[ACTIVITY]:
The data below holds the lines to copy: everything from the line containing "Target: ceiling" to the line containing "A rule for this batch: each instance of the headlight", both ends included, set down exactly.

[MATERIAL PROVIDED]:
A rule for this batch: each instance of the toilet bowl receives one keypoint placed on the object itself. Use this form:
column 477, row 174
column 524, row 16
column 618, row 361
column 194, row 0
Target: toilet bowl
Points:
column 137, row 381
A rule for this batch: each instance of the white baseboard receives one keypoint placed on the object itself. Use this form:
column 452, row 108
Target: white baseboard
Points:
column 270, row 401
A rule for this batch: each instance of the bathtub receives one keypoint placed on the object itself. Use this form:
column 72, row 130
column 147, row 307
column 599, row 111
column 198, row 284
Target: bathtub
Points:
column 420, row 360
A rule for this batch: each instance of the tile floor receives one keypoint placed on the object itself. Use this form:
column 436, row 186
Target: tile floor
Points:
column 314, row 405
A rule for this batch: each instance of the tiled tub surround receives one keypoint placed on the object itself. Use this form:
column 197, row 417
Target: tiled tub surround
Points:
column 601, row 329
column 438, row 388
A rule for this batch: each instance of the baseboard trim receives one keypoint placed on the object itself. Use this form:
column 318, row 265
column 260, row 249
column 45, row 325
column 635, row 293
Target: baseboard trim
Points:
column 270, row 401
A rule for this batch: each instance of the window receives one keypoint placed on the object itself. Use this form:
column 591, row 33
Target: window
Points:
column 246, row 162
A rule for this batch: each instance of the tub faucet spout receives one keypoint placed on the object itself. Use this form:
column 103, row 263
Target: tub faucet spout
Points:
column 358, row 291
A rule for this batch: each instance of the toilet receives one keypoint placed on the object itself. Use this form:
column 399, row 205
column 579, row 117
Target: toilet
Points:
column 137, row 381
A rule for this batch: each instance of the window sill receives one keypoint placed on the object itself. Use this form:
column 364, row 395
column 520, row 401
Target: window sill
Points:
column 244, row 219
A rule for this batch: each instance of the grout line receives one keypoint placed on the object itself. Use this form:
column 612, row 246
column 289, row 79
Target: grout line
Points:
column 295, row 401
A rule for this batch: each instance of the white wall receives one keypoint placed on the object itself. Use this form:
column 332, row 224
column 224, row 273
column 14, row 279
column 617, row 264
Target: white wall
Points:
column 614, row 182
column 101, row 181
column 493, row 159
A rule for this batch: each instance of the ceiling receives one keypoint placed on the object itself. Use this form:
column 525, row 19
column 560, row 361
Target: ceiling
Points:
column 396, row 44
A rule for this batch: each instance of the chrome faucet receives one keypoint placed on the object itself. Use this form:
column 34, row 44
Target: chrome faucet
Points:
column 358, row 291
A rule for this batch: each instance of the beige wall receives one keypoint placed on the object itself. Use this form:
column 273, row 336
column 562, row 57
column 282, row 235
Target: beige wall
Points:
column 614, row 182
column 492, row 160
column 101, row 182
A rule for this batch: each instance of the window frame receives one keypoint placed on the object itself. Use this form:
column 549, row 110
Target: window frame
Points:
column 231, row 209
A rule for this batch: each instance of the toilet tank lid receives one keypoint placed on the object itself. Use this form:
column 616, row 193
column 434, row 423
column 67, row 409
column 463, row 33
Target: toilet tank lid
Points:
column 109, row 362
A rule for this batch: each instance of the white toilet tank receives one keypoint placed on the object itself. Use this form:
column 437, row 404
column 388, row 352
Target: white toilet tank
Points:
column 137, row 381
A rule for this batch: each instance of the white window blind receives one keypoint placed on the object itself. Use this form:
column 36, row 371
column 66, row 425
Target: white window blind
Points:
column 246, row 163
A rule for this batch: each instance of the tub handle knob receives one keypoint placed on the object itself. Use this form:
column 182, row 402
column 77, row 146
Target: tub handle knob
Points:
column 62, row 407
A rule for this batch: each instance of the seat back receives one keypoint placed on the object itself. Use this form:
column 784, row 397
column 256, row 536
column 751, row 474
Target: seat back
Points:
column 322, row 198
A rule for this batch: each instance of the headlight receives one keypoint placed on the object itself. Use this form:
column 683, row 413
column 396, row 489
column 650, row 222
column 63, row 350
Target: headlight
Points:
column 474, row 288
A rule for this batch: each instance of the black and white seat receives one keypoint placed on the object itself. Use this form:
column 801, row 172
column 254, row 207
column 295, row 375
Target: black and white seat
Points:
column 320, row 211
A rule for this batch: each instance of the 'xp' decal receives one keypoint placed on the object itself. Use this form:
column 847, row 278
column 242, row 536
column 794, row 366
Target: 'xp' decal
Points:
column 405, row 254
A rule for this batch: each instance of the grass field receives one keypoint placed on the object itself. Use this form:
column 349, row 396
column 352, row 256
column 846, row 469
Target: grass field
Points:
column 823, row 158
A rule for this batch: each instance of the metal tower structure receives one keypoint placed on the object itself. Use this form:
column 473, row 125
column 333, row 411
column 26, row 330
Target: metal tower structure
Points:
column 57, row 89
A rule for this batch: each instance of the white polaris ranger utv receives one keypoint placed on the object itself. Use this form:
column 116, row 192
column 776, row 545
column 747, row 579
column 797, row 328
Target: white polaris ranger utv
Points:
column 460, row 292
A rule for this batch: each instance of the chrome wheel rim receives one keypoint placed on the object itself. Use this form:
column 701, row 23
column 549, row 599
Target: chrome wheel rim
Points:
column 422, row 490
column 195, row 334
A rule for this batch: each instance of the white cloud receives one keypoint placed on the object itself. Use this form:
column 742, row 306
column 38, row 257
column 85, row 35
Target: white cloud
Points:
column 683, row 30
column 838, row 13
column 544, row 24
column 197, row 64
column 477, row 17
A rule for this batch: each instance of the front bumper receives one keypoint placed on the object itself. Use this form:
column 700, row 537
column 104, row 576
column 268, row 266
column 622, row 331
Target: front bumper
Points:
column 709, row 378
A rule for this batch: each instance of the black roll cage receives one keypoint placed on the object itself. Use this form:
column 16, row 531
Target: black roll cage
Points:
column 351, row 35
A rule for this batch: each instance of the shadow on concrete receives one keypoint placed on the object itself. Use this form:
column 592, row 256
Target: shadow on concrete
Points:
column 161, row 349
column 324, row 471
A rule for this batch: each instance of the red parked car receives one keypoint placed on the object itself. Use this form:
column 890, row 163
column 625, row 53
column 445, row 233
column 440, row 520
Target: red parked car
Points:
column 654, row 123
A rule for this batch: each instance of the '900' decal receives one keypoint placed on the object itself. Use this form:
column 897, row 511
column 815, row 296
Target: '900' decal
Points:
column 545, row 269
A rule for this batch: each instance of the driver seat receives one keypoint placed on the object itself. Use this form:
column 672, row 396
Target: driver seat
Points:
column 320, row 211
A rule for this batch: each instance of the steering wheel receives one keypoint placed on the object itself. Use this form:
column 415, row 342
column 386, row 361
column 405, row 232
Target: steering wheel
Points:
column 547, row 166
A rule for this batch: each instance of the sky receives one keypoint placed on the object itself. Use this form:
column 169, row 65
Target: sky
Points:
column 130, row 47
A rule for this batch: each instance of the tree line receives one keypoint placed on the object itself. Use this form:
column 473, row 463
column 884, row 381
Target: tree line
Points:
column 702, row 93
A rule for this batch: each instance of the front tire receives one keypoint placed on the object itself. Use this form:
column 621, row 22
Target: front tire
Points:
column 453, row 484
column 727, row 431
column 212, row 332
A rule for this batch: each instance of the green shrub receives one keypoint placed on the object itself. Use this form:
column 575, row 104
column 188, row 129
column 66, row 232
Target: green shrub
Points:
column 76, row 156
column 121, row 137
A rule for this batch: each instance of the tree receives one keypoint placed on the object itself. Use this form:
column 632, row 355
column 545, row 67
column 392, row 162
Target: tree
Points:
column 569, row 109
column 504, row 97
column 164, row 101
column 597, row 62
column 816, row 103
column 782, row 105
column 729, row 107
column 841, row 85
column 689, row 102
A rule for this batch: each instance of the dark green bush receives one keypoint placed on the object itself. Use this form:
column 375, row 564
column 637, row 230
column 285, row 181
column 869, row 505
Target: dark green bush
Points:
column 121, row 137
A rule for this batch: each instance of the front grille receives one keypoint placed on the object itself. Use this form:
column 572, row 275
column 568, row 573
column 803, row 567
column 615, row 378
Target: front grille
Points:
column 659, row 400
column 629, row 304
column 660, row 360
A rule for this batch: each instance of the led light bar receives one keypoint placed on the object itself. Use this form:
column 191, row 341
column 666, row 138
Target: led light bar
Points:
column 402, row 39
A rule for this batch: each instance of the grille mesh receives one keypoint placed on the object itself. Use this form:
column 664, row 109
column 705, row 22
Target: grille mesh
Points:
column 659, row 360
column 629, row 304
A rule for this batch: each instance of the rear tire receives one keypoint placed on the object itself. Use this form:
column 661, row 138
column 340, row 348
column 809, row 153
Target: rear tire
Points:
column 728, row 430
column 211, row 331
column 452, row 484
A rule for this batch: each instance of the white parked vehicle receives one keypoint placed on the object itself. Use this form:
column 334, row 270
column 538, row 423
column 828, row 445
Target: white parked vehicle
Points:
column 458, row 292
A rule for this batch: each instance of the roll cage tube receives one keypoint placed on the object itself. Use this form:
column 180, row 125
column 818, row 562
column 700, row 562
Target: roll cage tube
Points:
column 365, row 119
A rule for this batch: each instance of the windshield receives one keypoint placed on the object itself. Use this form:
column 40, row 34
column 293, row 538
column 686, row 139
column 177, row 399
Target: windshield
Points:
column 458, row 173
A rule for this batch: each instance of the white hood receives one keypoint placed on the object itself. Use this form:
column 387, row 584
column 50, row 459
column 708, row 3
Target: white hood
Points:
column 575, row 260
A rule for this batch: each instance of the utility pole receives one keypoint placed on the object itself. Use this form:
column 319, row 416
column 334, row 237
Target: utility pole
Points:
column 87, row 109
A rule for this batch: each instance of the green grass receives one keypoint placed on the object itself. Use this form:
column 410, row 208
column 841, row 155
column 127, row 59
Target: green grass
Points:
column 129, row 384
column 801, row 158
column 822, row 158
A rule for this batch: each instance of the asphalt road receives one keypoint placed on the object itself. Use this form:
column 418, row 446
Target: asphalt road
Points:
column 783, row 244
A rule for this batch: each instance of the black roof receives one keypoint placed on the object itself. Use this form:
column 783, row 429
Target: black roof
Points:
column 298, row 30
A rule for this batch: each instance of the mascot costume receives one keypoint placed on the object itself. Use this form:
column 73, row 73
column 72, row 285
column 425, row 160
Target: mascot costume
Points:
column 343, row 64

[EXERCISE RESULT]:
Target: ceiling
Points:
column 396, row 44
A rule for this batch: each instance of the chrome faucet receives one keypoint placed on the object itself. Use this form:
column 34, row 44
Target: chrome faucet
Points:
column 358, row 291
A rule for this batch: each instance of the beige wall receives one keypoint placed on the object itself. Use this form:
column 273, row 336
column 562, row 57
column 282, row 235
Target: beige wall
Points:
column 614, row 182
column 492, row 160
column 101, row 182
A rule for this batch: each instance of the window frame receives one keypoint placed on the object itself. Use this form:
column 549, row 110
Target: window frame
Points:
column 231, row 209
A rule for this batch: each instance of the toilet tank lid receives one keypoint placed on the object itself. Use this form:
column 616, row 193
column 434, row 423
column 67, row 409
column 463, row 33
Target: toilet tank lid
Points:
column 109, row 362
A rule for this batch: each instance of the white toilet tank receives one keypoint placed on the object itself. Use this form:
column 437, row 404
column 388, row 352
Target: white toilet tank
Points:
column 137, row 381
A rule for this batch: each instance of the white window blind receives one keypoint placed on the object itself. Use this form:
column 36, row 371
column 66, row 425
Target: white window blind
Points:
column 246, row 163
A rule for this batch: each instance of the tub handle knob receives one keypoint placed on the object itself. Use this form:
column 182, row 402
column 77, row 146
Target: tub handle knob
Points:
column 62, row 407
A rule for this batch: each instance of the seat back receives one keypoint placed on the object itself. Use this form:
column 784, row 397
column 256, row 536
column 751, row 474
Target: seat back
Points:
column 322, row 198
A rule for this batch: each instance of the headlight receives one keypoint placed on the object itself. Use this form:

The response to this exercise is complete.